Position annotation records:
╭──

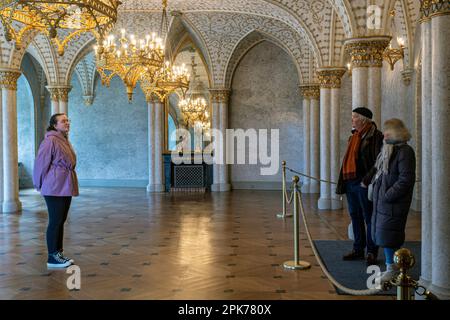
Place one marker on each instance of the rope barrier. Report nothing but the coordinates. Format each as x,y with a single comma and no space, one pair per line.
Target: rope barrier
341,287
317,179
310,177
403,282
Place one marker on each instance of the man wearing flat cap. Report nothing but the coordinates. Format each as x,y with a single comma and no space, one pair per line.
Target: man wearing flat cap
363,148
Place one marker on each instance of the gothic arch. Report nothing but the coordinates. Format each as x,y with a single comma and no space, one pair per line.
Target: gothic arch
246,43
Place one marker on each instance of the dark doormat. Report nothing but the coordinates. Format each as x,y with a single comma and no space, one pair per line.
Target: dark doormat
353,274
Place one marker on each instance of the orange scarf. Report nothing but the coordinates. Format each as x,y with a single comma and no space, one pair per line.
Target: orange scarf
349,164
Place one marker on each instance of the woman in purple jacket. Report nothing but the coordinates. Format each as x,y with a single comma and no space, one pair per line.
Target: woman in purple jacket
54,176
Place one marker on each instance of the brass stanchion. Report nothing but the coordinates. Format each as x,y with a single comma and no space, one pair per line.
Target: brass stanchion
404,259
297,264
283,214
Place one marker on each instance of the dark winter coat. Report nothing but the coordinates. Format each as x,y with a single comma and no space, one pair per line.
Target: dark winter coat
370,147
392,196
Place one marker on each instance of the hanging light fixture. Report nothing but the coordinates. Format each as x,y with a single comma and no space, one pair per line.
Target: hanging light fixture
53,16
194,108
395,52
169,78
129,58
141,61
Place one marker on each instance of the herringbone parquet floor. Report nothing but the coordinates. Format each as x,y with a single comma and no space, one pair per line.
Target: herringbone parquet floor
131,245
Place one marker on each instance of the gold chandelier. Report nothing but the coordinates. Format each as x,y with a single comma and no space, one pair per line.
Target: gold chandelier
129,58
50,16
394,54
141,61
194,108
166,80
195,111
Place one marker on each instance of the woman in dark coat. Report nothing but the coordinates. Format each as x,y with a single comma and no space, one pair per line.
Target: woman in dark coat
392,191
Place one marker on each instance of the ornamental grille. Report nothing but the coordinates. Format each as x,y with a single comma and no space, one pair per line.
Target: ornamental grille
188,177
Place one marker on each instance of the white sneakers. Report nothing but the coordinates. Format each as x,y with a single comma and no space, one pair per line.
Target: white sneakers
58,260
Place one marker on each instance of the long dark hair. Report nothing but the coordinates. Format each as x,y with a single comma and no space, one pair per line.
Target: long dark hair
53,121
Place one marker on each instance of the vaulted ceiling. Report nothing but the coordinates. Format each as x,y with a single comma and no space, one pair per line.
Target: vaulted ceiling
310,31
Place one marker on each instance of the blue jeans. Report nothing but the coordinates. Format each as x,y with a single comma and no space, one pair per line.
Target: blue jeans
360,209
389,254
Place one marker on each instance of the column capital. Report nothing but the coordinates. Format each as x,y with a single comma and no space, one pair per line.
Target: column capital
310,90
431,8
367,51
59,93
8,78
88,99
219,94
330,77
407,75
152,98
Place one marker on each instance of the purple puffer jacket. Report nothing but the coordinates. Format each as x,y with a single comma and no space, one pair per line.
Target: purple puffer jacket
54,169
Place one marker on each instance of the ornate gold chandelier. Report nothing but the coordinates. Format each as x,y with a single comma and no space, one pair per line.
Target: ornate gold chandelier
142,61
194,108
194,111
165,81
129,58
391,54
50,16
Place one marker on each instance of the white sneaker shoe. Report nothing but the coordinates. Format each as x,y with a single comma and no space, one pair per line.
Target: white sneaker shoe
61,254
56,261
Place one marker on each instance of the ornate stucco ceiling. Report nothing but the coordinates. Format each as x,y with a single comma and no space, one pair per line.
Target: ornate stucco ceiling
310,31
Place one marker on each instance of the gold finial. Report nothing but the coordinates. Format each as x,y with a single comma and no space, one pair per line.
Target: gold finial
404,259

╰──

Retype all of the material above line for line and without changes, leaving the pictures out.

Place one marker on each instance of the rope barrier. Report nothing but the coordinates. Format each as x,y with a single comma and no space, one pair per line.
Target: rope barrier
341,287
317,179
310,177
403,282
Place one marker on each instance of the man wearing flat cap. Report nothing but the coordinates. Format each as x,y with a single comma and no space, one pair per line.
Target: man wearing flat cap
363,148
Place one marker on each instance of the gothic arch. Report nothing but the coordinates. Format each as x,y with a single comma and no space, one pair per line.
Target: gothic arch
246,43
Place one marker on each instance of the dark doormat. Report nothing but the coordinates. Format each as x,y with a single comma and no space, one pair per line.
Target: dark doormat
353,274
Place one marker on each instance of the orange scarf. Report nothing but the coordinates. Format each as x,y with a single comma and no space, one pair per line.
Target: orange scarf
349,164
Place one marker on each instance of the woman in purple jacket. Report nothing but the coordinates. Format each as x,y with a single comma and no space, one pair per line.
Target: woman in purple jacket
54,176
Place one marker on each instance of the brass stanchion. Report nothing but the coordinates. Format each as x,y with a single comma and no space, one pair per line.
Target: brass stanchion
404,259
297,264
283,214
Place one marker on each instance of the dark winter coat. Report nothing but the coordinates. Format each as x,y with a single comma and no space, one pair per line.
Target: dark winter coat
370,147
392,196
Place one marker on each instance of the hanging light fixture. Report nothing but the coordinates. Format each as x,y with a single comma and no space, one pair per line.
Target: hanging light fixture
53,16
194,108
395,52
169,78
129,58
141,61
Place one marker on each instance of the herringbone parquet floor. Report nothing but the coordinates. Format each as x,y with a single comma and no space, one pair per line.
Target: herringbone parquet floor
131,245
Place one marker on each instance of the gold chandelier. Report nothing but the coordinates. Format each as x,y with a single comma and no space, one pair per line.
Target: gold chandelier
129,58
50,16
394,54
141,61
194,108
166,80
195,111
Place one marker on each instance of the woman in dark coat. Report nothing but the coordinates. Format each as x,y with a single comma and no space, one pair per line.
Target: woman in dark coat
392,191
Place one marker on each instance of the ornamental grille. Report nothing but the coordinates. Format each as x,y with a single comma and no space, one pair per line.
Target: ornamental grille
188,177
Place one marker on each instance of the white sneakers. Report nothing but the coordinates. Format each as x,y with a single comma and no space, one pair per line.
Target: white sneakers
58,260
Place one marker on each instance of the long dark hair. Report nothing but the coordinates. Format each as x,y with a single comma and no space, one pair per line.
Target: long dark hair
53,121
Place one marker on each instance of the vaulted ceiling. Report nothing but the coordinates. Format each as x,y with a single comma and no space, one pair per line.
Target: vaulted ceiling
310,31
Place one marker on each instance of the blue jeans. Report nothing but the coordinates. Format each as x,y with a single comma and no space, one pair per line.
Target: blue jeans
360,209
389,254
Place one marker on each instance of the column capital. Report nothing but the coordinates. Format each as x,y with a single comma and no space, one pair per line.
Target: column capital
310,90
431,8
367,51
59,93
8,78
88,99
219,94
330,77
407,75
152,98
Place one marker on each instance of the purple puffer jacket. Report nothing but the coordinates. Format each as x,y with a single comma and no space, one pair per line.
Target: purple puffer jacket
54,169
Place one marker on each instance of the ornate gold chandelier. Report nothing but the coordinates. Format each as x,y with a single comma and no space, one pair per line.
Target: ornate gold chandelier
142,61
194,108
194,111
165,81
129,58
391,54
50,16
Place one marker on each instance of the white sneaker shoe. Report nothing but the coordinates. Format each as x,y with a single comma and no space, one pair per line.
Target: white sneaker shoe
61,254
56,261
Place one marker on each instance of the ornate stucco ceiling. Report nothing but the coordinates. Format each as x,y with a single comma and no space, one pair per line.
Target: ornate stucco ceiling
310,31
Place one marker on each instance of the gold finial. Report nothing but the coordinates. Format each as x,y with a single comma and no space, one pair per line.
Target: gold finial
404,259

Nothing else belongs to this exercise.